DESCRIZIONE DEL COMPITO: Secondo il testo fornito, per quale motivo la scrittrice si era messa ad ascoltare le voci del suo popolo? Rispondi in una o due frasi.

Giovanissima aveva sognato a lungo di essere un'artista tipicamente sarda; vi
aveva poi rinunziato per qualche tempo, atterrita dalle critiche dei compaesani
ai suoi primi bozzetti; ma presto il vecchio sogno era risorto, ed ella aveva
descritto di nuovo scene e persone della Sardegna, ambendo di poter raggiungere
verso i trent'anni uno " scopo radioso ", quale era quello di creare,
lei sola " una letteratura completamente ed esclusivamente sarda ". E
per questo si era chinata, secondo i precetti della scuola naturalistica, ad
ascoltare le voci del suo popolo: " studio sempre, dai discorsi curiosi
dei nostri servi, che ci fanno ridere tanto, ai piccoli pettegolezzi delle mie
vicine; dai piccoli amori delle belle popolane alle truci storie di passione e
di sangue che sembrano inverosimili ", ma aveva avvertito lei stessa di
non avere ancora la forza di trarre da quest'osservazione arte grande, e di
doversi contentare, per il momento, di schizzare quadretti piuttosto che veri e
propri quadri. [...]
In questa condizione poteva giovarle, e
infatti le giovò, allontanarsi dalla Sardegna, proprio quando veniva
conquistando, intanto, una maturità maggiore di spirito e di esperienza
artistica. Lontana, I'isola le si venne colorendo di una luce di favola, e se
temi, paesaggi, persone furono ancora sardi, furono pure trasfigurati di
nostalgia e di tenerezza, parvero sfumare di volta in volta nell'epos o nella
lirica. Così, la Sardegna dei suoi romanzi migliori è una terra
mitica, dai costumi patriarcali, dai paesaggi solenni e misteriosi, dalle
passioni infiammate, e la piccola Nuoro, I'Ortobene che sopra le incombe
solenne, la tanca immensa e profumata, i santuari meta di pellegrinaggi
chiassosi, sono non tanto luoghi precisi da descrivere con precisione
naturalistica, quanto simboli ossessivi di un rimpianto affettuoso, un
rimpianto che, con il tempo, li trasfigurerà veramente in mito e
detterà le pagine autobiografiche del Paese del vento (1931), o
ricreerà la favola della propria fanciullezza, nelle pagine così
malinconiche e sagge, così dolcemente struggenti, di Cosima.

MATERIALE FORNITO:
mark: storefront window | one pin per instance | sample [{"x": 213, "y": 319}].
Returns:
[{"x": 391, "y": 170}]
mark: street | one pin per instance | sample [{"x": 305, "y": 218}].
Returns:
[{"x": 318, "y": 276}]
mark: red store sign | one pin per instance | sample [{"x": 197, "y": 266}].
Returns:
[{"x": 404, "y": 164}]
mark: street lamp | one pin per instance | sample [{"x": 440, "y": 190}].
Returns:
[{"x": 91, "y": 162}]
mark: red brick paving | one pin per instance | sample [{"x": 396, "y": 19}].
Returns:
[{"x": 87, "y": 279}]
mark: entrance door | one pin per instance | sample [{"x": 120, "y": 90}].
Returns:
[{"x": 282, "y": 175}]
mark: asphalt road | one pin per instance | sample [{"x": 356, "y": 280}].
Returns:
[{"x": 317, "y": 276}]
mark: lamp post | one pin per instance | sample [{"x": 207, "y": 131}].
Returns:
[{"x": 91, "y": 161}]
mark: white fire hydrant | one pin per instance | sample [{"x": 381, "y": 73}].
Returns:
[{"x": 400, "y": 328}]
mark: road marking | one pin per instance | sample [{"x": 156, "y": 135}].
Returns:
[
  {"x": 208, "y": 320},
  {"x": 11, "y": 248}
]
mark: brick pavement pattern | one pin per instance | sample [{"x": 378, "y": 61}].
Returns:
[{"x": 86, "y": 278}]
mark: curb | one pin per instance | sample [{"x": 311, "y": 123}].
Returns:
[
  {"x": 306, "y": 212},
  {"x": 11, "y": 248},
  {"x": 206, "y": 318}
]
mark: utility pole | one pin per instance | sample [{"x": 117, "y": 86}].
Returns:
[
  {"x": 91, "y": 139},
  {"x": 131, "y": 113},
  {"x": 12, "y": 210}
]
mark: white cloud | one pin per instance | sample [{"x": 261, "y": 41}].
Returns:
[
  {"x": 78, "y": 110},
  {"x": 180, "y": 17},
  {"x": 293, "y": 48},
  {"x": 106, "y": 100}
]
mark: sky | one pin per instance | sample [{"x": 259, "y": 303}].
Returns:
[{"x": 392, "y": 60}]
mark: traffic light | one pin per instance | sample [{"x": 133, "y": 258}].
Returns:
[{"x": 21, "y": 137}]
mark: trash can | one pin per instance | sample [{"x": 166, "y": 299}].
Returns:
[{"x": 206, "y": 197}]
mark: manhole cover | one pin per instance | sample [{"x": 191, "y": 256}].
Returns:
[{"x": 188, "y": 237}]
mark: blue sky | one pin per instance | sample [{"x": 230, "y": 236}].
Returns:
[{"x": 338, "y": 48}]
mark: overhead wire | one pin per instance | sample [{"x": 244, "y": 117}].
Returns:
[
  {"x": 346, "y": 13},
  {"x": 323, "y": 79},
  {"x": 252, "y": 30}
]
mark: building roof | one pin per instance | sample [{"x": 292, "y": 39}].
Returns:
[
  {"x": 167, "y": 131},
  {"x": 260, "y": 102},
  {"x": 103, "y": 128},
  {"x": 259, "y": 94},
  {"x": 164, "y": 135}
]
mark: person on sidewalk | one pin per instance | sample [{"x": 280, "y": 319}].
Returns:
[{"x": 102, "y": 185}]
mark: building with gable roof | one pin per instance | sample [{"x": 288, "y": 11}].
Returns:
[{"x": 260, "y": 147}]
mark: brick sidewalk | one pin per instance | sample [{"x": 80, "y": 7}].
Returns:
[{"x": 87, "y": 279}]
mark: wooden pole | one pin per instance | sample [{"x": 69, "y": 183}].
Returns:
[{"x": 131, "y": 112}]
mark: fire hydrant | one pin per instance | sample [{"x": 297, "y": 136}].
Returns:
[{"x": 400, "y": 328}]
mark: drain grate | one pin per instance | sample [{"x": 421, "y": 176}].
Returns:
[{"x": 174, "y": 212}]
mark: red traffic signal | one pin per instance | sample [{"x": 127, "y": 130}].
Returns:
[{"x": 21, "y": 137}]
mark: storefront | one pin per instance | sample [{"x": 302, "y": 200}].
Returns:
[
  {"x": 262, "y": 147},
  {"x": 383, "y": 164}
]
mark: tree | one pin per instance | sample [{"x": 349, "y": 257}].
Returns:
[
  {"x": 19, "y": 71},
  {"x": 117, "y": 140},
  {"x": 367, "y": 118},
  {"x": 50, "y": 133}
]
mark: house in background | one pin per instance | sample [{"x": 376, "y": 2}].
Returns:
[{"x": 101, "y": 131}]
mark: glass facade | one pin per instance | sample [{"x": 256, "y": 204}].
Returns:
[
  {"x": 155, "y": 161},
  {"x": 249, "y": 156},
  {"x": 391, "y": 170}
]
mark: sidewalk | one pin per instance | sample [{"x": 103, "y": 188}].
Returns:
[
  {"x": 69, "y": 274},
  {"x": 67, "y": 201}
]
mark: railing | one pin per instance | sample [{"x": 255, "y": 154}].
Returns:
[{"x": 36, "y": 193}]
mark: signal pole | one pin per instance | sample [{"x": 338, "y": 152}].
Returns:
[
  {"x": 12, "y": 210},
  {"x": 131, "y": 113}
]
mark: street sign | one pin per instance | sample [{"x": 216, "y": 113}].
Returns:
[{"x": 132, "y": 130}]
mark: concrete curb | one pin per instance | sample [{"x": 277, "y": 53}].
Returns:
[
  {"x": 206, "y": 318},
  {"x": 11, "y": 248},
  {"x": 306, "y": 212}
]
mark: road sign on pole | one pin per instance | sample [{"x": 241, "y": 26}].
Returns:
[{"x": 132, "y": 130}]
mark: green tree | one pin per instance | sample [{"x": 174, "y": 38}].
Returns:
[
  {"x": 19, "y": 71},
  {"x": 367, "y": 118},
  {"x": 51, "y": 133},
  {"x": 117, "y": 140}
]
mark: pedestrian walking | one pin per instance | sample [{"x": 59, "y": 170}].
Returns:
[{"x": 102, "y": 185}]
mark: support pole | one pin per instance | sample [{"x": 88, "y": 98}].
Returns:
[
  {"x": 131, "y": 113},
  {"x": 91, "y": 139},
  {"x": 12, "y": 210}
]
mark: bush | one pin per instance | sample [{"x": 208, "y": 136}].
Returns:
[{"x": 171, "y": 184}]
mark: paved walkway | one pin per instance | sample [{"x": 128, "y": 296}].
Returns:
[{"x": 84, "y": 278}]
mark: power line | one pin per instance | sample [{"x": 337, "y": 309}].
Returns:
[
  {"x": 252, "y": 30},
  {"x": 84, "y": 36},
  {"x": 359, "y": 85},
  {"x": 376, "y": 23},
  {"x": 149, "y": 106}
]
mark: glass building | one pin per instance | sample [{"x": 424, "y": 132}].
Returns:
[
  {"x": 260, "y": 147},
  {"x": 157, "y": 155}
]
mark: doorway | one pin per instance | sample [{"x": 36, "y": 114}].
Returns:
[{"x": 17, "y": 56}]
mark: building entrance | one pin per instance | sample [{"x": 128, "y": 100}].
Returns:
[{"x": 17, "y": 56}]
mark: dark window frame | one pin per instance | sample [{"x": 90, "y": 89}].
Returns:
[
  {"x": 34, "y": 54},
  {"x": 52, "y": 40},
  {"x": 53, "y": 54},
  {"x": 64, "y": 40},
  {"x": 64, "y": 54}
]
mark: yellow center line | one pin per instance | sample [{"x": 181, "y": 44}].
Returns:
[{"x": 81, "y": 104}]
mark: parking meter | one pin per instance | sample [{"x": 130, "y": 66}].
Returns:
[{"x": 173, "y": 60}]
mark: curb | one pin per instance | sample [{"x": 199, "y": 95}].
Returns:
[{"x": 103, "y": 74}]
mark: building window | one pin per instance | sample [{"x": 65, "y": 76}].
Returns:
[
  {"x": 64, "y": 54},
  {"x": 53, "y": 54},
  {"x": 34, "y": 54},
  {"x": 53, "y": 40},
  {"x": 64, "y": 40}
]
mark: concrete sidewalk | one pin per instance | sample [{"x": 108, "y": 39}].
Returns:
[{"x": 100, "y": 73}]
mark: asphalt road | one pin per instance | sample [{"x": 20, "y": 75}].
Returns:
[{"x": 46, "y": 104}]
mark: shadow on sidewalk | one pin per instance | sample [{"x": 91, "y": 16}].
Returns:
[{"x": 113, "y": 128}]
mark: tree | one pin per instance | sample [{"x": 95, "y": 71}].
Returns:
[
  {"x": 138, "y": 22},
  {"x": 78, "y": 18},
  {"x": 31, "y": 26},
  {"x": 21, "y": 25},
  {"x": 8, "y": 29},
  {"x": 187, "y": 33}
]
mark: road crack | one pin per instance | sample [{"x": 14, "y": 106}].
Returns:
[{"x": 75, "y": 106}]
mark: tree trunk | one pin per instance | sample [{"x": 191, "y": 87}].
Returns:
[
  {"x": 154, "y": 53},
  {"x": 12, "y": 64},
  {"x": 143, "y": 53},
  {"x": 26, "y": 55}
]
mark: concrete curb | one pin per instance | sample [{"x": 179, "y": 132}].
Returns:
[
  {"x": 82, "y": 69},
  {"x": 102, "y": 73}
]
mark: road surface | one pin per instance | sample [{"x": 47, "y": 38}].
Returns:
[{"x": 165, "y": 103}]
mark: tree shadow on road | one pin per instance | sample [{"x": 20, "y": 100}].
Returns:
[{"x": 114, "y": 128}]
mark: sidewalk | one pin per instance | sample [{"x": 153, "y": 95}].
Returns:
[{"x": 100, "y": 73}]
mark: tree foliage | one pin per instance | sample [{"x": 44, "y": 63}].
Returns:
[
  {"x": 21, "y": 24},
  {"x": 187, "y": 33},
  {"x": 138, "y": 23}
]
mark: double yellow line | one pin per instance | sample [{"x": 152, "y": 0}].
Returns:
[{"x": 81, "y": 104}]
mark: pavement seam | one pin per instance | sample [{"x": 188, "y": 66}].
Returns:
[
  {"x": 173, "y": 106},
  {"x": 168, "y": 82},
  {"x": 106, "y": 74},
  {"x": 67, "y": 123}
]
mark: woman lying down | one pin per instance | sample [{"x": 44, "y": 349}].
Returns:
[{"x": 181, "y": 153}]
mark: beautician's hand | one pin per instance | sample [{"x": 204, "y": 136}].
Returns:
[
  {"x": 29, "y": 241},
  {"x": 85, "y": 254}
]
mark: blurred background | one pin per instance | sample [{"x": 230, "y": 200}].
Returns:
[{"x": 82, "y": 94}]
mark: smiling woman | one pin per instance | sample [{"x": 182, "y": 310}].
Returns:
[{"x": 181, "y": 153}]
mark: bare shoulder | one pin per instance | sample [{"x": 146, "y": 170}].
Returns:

RISPOSTA: Lo aveva fatto, seguendo i precetti della scuola naturalistica, perché voleva raggiungere verso i trent'anni uno "scopo radioso": creare, lei sola, "una letteratura completamente ed esclusivamente sarda".